Rows from a dataset:
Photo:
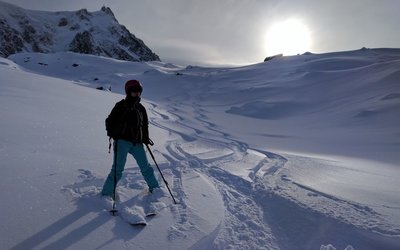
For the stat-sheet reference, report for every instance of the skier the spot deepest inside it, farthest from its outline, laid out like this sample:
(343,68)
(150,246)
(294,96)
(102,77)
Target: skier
(127,124)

Goal: Convert every line of the rows above into a JSON list of strings, one string per line, skipping blank lines. Leave the pictures out of your answer.

Solution below:
[
  "Photo:",
  "For the stat-sheet reference, report for every instance of the skier the spot deepest inside it, farthest from its outline, laid out like this sample:",
  "(343,68)",
  "(150,246)",
  "(294,96)",
  "(102,77)",
  "Target: skier",
  "(127,124)"
]